* _課題概要_
小説「セームセーム・バット・ディッファレン」の作者による解説の抜粋を、最後の文の次から書き継いでください。

* _提示された抜粋_
▼
作者が本気で自分の小説を解説してみた3「セームセーム・バット・ディッファレン」

こちらは八幡謙介が2020年に発表した解説本です。


 本書は拙著「セームセーム・バット・ディッファレン」の解説本となっています。本編は全て収録されていますが解説文に寸断されています。本編をストレスなくお読みいただきたい方は「セームセーム・バット・ディッファレン」を別途ご購入ください。

執筆の動機

短編数冊と長編「未来撃剣浪漫譚ADAUCHI」を書き上げた僕は、ある意味で小説執筆の本丸ともいえる純文学の長編を書こうと決めました(結果的に中編ぐらいになりましたが)。当時好きだったカンボジアを舞台に、青春、恋愛、旅、モラトリアム期の葛藤、内面の成長などを盛り込んだ自分らしい文学、自分の文学的出発点となるような作品、そういったものを書こうと決意し、本作の執筆にとりかかりました。
▲
* _データ部_
▼
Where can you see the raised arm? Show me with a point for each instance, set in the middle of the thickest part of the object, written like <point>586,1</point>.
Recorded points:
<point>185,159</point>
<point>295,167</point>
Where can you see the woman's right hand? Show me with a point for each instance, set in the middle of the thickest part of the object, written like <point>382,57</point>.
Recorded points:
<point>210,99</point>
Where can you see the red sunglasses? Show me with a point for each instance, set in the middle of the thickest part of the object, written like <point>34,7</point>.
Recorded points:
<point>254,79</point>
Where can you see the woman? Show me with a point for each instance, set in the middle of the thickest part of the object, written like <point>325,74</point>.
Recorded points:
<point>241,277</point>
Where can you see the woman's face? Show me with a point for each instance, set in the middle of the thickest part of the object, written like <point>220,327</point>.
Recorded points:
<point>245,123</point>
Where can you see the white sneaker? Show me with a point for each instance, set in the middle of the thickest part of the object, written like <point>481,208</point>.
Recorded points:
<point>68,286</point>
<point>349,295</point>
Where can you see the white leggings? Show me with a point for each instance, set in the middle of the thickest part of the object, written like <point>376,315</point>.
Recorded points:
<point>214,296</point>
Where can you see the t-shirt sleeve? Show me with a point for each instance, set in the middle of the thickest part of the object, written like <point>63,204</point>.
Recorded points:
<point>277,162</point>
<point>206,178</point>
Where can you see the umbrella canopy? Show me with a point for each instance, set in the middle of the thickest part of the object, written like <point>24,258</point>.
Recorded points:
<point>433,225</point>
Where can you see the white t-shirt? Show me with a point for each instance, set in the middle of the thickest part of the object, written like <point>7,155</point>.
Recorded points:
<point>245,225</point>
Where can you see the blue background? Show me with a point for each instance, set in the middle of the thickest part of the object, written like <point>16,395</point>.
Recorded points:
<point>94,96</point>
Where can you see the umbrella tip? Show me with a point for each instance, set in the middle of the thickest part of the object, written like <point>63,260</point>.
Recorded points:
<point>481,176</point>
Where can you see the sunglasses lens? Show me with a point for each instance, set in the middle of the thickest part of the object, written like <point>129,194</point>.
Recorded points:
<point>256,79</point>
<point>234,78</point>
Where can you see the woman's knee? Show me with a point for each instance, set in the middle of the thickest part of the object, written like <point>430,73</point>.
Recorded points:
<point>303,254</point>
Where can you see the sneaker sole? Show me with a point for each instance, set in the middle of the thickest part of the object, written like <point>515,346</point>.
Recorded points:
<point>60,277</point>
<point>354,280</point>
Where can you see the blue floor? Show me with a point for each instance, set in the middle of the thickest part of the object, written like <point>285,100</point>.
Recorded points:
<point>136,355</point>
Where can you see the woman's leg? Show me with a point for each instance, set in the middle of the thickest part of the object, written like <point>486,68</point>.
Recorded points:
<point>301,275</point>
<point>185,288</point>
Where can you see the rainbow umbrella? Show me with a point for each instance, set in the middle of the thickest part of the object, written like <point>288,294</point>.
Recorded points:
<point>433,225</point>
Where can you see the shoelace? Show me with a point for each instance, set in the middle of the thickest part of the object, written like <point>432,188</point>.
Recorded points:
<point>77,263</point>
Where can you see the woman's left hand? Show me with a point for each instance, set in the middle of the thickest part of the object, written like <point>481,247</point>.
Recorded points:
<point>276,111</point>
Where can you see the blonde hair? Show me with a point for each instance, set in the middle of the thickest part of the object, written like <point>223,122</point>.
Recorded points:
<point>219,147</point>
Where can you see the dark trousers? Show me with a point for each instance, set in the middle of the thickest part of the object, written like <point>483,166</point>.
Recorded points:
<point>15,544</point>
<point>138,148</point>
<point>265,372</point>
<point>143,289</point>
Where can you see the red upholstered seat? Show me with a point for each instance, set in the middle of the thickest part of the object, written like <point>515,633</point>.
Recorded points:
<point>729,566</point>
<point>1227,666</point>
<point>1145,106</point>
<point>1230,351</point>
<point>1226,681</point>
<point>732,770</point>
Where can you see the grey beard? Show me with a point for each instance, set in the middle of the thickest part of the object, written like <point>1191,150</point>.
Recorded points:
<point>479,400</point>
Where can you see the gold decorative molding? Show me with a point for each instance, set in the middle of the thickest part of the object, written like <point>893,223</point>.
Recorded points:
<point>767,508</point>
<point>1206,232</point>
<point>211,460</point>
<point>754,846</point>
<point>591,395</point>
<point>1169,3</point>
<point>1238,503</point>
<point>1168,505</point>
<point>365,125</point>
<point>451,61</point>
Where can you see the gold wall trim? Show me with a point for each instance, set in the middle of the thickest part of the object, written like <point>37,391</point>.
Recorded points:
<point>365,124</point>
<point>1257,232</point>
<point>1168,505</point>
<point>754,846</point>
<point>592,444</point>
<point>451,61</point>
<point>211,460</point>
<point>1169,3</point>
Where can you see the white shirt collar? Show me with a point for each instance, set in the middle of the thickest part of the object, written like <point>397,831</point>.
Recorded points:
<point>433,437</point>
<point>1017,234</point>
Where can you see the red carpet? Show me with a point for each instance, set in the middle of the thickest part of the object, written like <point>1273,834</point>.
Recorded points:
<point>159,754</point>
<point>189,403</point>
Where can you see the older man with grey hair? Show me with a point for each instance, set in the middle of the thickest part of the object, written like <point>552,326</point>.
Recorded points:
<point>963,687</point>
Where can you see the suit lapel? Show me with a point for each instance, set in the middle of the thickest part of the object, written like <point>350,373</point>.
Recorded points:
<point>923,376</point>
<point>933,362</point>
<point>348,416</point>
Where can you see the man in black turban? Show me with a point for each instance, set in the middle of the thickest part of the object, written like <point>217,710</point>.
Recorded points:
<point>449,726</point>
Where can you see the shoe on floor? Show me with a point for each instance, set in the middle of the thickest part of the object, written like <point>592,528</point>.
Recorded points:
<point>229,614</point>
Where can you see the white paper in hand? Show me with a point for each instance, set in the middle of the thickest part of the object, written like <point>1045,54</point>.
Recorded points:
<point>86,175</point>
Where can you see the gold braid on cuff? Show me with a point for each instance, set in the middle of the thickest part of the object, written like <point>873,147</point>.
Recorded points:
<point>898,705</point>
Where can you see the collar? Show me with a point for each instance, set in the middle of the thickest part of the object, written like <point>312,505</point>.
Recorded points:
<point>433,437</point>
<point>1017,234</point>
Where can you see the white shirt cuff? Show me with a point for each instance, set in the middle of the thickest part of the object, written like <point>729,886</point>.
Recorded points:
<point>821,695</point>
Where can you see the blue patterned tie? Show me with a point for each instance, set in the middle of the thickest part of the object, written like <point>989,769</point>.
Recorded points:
▲
* _解答例_
 この時点でタイトルは「セーム・セーム・バット・ディッファレン」に決めていました。これは作中でも説明していますが、実際に使われているカンボジアン・ジョークのようなもので、コミカルだけどどこか深いなと以前から思っていました。純文学作品にも、主人公が冒険し、特になにも変わらず帰ってきたけど、どこか違っている…といった内容のものがよくあります。普通の大学生がひょんなことからカンボジアに行って、それなりに羽目をはずすけど人の道は外れず、恋愛をし、いい出会いがあり、無事に帰ってくるだけ。サラっと読めば『で、何?』といったお話だけれど、深く読み込むと何かがありそうな話。今思い出すと、綿谷りさの「インストール」と、フランス映画「猫が行方不明」(セドリック・クラピッシュ)の影響が出ていると思います興味がある人はそれぞれチェックしてみてください。

主題

 本作の主題は「アイデンティティの模索」です。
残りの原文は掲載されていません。